→ Exercises to complete
**1.** Summarize the deiodinase inhibitor text below in two sentences.
**2.** List every abbreviation that the deiodinase inhibitor text below defines in parentheses, together with its full form.

→ Text excerpt
Se- and s-based thiouracil and methimazole analogues exert different inhibitory mechanisms on type 1 and type 2 deiodinases.

The thioamide anti-thyroid drugs methimazole (MMI) and propylthiouracil (PTU) play a pivotal role in the treatment of hyperthyroidism. MMI exerts its effect via inhibiting one of the key enzymes involved in synthesis of thyroid hormones (TH), thyroid peroxidase (TPO). PTU is both an inhibitor of TPO and type 1 deiodinase (D1), which catalyzes TH deiodination at both aromatic rings. In contrast, no selective inhibitors are known for type 2 deiodinase (D2) or type 3 deiodinase, which deiodinate TH at the phenolic or tyrosyl ring, respectively. We aimed to identify specific inhibitors for D1 or D2. New Se- and S-based PTU and MMI-like compounds have been generated. The D1 and D2 inhibiting capacity of several compounds was tested in vitro. Our data show that compounds based on a PTU and MMI backbone can differentially influence the reaction kinetics of deiodinases. For inhibition of D1, the addition of a phenyl group to the PTU backbone increases potency by at least 10-fold over PTU. For inhibition of D2, the addition of an aromatic ring structure to MMI and its Se isomer increases inhibitory potency by an order of magnitude. Furthermore, S-methylation of the MMI changes its reaction kinetics from non-competitive to uncompetitive with respect to the cofactor dithiothreitol. These results open perspectives for further investigations on identifying specific inhibitors of the deiodinase isoenzymes, potentially based on the addition of aromatic ring structures or alkyl groups to PTU and MMI.

→ Recorded data
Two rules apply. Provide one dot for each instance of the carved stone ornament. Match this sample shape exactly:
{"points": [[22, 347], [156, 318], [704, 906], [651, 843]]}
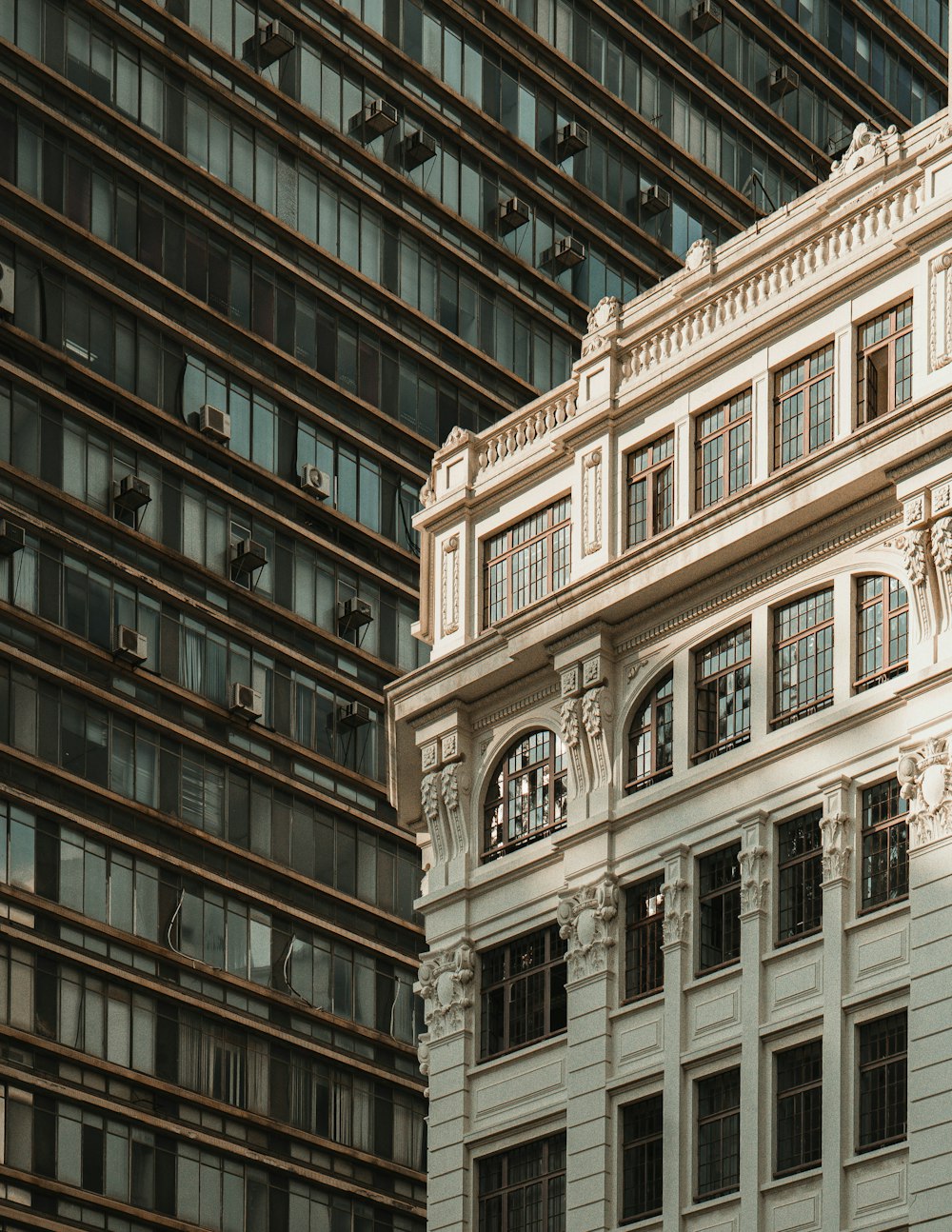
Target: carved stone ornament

→ Answers to the exercise
**1.** The anti-thyroid drugs methimazole and propylthiouracil are central to treating hyperthyroidism: both inhibit thyroid peroxidase, and propylthiouracil also inhibits type 1 deiodinase, but no selective inhibitors are known for type 2 or type 3 deiodinase. In vitro tests of new Se- and S-based analogues of these drugs showed that adding a phenyl group to propylthiouracil increases type 1 deiodinase inhibition at least 10-fold, while adding an aromatic ring structure to methimazole or its Se isomer increases type 2 deiodinase inhibition by an order of magnitude.

**2.**
MMI: methimazole
PTU: propylthiouracil
TH: thyroid hormones
TPO: thyroid peroxidase
D1: type 1 deiodinase
D2: type 2 deiodinase